__The task__.
When you reach the records below, output every one exactly as written but leave out any pictures.

>>>>>

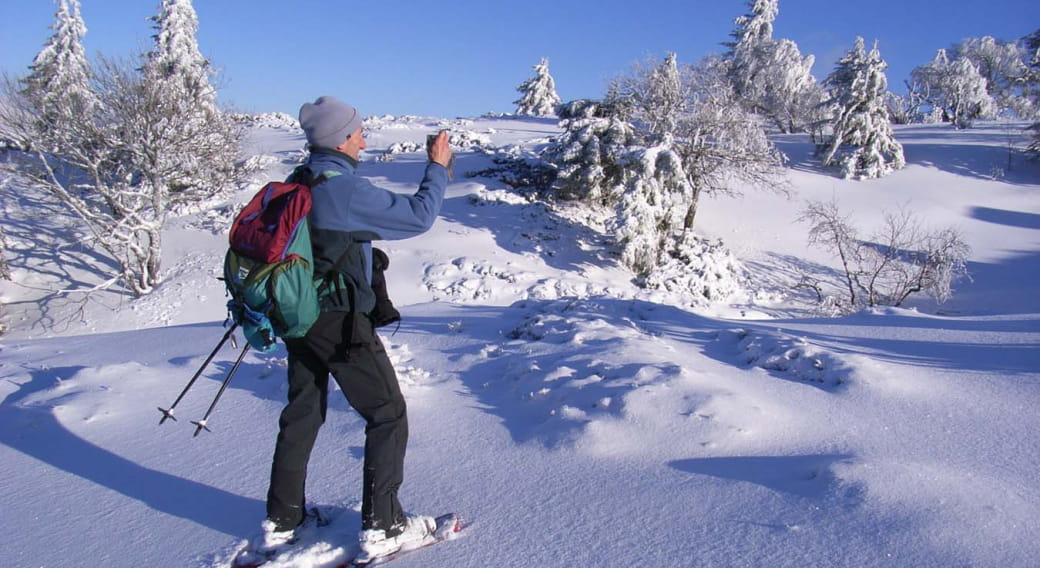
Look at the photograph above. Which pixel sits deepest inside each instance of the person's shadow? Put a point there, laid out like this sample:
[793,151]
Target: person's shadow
[35,432]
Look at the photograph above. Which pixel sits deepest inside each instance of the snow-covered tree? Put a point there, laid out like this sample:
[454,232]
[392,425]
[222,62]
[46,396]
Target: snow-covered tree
[900,259]
[4,269]
[655,188]
[771,75]
[176,59]
[539,94]
[653,95]
[1005,67]
[861,140]
[123,169]
[956,87]
[59,74]
[590,157]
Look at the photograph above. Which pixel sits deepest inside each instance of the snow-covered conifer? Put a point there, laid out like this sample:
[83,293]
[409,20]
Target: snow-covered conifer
[1005,67]
[771,76]
[539,94]
[59,74]
[590,156]
[650,211]
[861,143]
[176,59]
[654,95]
[957,87]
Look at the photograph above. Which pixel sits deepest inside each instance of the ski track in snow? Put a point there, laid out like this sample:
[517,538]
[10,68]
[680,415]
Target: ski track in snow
[572,418]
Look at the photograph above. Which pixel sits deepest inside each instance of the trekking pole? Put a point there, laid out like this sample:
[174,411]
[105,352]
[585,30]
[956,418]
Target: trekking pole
[201,424]
[169,412]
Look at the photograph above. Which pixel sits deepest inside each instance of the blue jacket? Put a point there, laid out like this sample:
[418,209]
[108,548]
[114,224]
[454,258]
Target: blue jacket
[348,212]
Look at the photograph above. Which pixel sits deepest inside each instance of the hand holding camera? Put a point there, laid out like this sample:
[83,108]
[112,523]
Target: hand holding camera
[438,150]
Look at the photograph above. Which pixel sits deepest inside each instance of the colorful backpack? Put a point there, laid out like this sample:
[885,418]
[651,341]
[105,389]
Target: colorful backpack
[268,269]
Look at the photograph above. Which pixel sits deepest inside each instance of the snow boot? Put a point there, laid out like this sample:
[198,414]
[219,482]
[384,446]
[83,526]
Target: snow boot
[414,532]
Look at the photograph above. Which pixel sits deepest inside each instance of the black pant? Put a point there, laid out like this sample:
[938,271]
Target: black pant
[352,352]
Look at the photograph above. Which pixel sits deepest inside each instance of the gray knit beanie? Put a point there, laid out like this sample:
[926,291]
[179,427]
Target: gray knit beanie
[328,122]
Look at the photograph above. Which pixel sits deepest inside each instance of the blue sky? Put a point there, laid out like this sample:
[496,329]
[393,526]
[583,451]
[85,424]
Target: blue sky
[466,57]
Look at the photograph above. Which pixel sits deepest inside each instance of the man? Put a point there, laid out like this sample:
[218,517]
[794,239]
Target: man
[348,212]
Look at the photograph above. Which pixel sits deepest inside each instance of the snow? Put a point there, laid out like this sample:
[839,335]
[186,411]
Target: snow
[572,418]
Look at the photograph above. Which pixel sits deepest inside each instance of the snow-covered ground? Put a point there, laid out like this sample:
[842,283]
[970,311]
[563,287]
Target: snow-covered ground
[570,417]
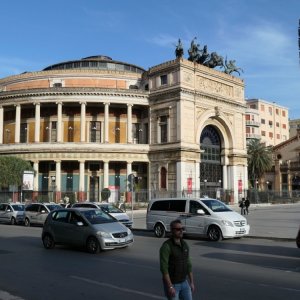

<<<<<

__Solution to this problem__.
Look at the photograph above. Which pixel sits deepest inside each instance of the person's shadow? Put a point there, laid out like this sample:
[793,151]
Target: person's shadow
[35,432]
Look at the photograph above. Which pixel sits deepest inside each instance of the snow-covered tree? Put a point there, laid out like this sample:
[454,232]
[392,425]
[222,62]
[46,396]
Target: snow-covered tree
[900,259]
[4,269]
[655,188]
[771,75]
[176,59]
[539,94]
[653,95]
[1005,67]
[861,140]
[123,169]
[956,87]
[59,74]
[590,157]
Look at the photograph above. Which pixel sits deepest inside each instance of the snow-covered conifer? Put a point there, laid out like this sample:
[83,293]
[409,20]
Target: snow-covered conifer
[1005,67]
[771,76]
[539,94]
[59,74]
[590,156]
[650,211]
[861,143]
[176,59]
[654,95]
[957,87]
Look at the photograph above. Which pixel sits deepest inside each instance of the ski track in snow? Put a point there, laid out like this sample:
[517,538]
[10,68]
[680,415]
Target: ski track in snow
[572,418]
Look at the photograph above. Which pixel sits deepest inside each instance of the trekking pole? Put a point there, laid out like this sample:
[174,411]
[105,352]
[585,30]
[956,418]
Target: trekking pole
[201,424]
[169,412]
Look at the photograph above. Which pixel sits deepest inside each instance of the blue jacket? Put a point there, laid out like this sample:
[418,209]
[108,548]
[114,224]
[454,258]
Target: blue jacket
[348,212]
Look at the photograph above. Which pixel sits deepest inside each instance of the hand holding camera? Put a point there, laid out like this sample:
[83,108]
[112,523]
Target: hand holding camera
[438,150]
Look at the photograph above. Which pixel sits deepest inside each instance of the colorful backpack? Put a point there, laid out like this sample:
[885,418]
[651,341]
[105,389]
Target: colorful backpack
[268,269]
Look at the photograph above. Which pixel sits deepest inside each instance of the snow boot? Put a point there, laid out like this sample:
[198,414]
[219,482]
[384,446]
[83,526]
Target: snow boot
[414,532]
Look at the photograph above. Which pixel sits deepest inside each instance of the black pant? Put a point there, laid out like this sample:
[938,271]
Target: black pant
[352,352]
Look at the photograph above. Which pixel sits deepest inside each instance of the gray knit beanie? Put a point there, laid out like this sample:
[926,291]
[179,427]
Target: gray knit beanie
[328,122]
Look at the photograph above. Which pixel sits deepest inside each instance of the blue sky? Put a point there, laid out like this sample:
[496,329]
[393,526]
[583,451]
[85,424]
Target: blue sky
[466,57]
Look at the photograph above. Which pixel sits deepest inside each instance of the man? Put a point there, laid out like this sample:
[218,517]
[794,239]
Target: man
[348,212]
Look at the photograph above. Which pixel sits deepest inside each instance of the snow? Put a point there, laid out like this sample:
[839,335]
[186,411]
Target: snow
[572,418]
Look at the photograph above. Which pixel sits deepest inside each instance of the snow-covered ground? Put a point there, laid out like this sample:
[842,283]
[970,311]
[563,287]
Target: snow-covered ground
[570,417]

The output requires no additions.